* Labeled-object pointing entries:
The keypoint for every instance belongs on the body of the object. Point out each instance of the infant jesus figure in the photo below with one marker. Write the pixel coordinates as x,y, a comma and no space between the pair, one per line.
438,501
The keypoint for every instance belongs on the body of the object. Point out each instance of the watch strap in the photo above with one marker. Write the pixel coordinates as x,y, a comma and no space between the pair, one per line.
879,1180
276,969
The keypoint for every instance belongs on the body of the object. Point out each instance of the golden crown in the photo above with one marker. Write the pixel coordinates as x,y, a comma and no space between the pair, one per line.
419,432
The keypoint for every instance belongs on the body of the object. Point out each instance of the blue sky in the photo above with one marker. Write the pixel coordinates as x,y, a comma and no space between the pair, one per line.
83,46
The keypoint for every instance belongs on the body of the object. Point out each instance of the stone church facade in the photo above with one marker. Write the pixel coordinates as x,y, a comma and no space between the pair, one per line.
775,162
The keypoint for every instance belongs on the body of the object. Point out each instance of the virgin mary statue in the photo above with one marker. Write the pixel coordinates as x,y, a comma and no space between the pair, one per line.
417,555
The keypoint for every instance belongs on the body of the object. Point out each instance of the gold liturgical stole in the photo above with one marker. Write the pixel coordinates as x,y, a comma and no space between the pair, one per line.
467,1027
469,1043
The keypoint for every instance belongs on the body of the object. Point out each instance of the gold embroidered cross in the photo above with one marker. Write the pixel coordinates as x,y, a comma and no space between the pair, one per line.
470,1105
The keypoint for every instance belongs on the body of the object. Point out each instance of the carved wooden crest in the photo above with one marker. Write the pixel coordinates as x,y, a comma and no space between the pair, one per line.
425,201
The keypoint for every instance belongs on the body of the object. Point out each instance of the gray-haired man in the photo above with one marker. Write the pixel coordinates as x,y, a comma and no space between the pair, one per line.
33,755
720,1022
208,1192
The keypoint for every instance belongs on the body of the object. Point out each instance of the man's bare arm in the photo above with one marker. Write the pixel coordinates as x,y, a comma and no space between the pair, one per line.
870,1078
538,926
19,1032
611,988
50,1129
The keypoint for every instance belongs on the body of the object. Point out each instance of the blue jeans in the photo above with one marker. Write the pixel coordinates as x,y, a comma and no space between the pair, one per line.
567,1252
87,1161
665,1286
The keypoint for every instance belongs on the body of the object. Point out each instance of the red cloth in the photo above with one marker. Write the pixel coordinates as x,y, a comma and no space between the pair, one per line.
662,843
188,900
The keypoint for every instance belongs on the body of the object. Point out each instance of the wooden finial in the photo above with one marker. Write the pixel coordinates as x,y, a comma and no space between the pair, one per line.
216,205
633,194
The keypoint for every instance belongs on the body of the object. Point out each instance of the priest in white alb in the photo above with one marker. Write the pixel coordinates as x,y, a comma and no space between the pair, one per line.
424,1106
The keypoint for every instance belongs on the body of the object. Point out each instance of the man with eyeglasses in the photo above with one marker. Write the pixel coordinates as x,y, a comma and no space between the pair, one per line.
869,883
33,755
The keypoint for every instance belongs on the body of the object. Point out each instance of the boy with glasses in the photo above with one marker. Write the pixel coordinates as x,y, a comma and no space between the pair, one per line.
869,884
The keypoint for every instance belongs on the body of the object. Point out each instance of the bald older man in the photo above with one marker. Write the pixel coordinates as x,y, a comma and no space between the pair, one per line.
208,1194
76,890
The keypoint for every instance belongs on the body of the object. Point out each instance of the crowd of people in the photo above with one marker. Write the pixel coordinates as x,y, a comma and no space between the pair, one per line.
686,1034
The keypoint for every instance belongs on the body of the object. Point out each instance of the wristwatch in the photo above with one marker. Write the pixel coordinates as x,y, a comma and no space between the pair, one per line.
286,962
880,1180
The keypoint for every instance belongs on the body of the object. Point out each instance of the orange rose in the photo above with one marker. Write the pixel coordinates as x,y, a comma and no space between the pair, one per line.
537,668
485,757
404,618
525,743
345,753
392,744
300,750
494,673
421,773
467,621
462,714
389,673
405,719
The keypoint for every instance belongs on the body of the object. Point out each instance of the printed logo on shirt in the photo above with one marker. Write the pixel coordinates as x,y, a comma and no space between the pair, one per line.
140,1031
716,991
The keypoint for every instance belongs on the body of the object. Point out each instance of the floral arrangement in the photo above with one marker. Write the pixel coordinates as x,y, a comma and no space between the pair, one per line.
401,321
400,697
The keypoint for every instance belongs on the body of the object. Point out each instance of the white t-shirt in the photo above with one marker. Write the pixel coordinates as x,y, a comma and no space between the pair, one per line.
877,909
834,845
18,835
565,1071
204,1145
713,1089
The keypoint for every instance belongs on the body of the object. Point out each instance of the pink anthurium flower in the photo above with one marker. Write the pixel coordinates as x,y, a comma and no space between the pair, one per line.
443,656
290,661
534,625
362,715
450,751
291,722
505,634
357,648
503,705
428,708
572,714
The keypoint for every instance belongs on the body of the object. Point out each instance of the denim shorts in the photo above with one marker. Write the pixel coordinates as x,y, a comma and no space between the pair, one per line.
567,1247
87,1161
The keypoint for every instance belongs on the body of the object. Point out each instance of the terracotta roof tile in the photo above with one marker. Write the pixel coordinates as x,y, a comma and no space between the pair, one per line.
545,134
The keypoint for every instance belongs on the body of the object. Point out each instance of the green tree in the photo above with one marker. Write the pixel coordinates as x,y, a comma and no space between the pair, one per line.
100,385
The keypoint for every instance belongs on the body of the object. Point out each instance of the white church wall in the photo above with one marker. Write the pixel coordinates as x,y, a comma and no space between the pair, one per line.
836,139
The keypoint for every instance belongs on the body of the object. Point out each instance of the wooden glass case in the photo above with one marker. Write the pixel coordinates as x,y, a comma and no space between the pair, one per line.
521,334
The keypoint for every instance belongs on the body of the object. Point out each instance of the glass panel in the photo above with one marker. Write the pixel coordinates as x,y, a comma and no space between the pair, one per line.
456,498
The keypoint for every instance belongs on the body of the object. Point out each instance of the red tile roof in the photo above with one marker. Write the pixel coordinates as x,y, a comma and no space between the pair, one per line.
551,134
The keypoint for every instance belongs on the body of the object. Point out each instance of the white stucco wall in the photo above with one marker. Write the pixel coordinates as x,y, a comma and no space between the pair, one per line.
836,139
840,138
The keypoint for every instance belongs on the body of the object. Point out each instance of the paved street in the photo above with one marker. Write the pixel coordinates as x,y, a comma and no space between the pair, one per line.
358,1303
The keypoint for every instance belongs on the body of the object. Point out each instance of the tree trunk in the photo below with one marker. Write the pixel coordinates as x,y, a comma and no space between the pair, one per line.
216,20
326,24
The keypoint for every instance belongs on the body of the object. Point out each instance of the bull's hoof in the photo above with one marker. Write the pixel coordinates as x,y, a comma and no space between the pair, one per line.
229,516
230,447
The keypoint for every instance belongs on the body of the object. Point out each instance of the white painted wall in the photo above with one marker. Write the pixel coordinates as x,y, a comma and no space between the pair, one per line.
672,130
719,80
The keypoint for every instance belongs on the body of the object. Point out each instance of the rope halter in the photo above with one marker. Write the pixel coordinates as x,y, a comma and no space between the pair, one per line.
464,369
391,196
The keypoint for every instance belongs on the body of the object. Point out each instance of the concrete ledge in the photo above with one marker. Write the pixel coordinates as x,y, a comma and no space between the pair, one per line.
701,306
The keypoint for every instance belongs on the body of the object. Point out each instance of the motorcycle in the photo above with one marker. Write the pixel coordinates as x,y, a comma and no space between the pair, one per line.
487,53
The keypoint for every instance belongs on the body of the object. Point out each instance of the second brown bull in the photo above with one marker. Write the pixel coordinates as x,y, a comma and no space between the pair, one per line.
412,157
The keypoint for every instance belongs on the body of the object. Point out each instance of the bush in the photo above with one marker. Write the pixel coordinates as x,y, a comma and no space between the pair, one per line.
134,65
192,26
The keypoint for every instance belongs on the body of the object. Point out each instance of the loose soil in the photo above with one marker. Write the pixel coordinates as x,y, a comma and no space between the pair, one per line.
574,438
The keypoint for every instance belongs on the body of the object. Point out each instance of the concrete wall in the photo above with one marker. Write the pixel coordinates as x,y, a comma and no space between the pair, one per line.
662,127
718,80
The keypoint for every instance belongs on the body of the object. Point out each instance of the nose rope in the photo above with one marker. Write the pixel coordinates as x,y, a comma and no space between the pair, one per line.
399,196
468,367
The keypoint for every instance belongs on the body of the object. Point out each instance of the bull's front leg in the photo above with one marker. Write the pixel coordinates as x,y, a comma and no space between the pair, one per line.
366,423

* What to do:
Give everything from the line containing "of the loose" down to the end of the items above as a Markdown table with the columns Row and Line, numbering each line and leaving out blank ones.

* Expected answer:
| Row | Line |
|---|---|
| 1 | The keypoint for every instance belongs on the body of the object. Point out each instance of the loose soil in the photo above with one marker. Write the pixel coordinates as x,y, a comma and no space between the pair, one per line. |
| 2 | 574,438 |
| 3 | The keypoint for every instance belongs on the body of the object. Point out each instance of the concrete wall in the photo above with one marker. Write the pixel coordinates as x,y, a comma and no space between the pair, one per line. |
| 4 | 662,127 |
| 5 | 718,80 |
| 6 | The keypoint for every instance belongs on the body of the object. Point out each instance of the nose rope in the photo above with one marker. Write the pixel coordinates as x,y, a comma and no space between the pair, one per line. |
| 7 | 399,196 |
| 8 | 468,367 |
| 9 | The keypoint for every instance belongs on the body of the object. Point out each instance of the bull's front leg in the photo above with one marker. Write the pixel coordinates as x,y, a comma and no space between the pair, one per line. |
| 10 | 366,423 |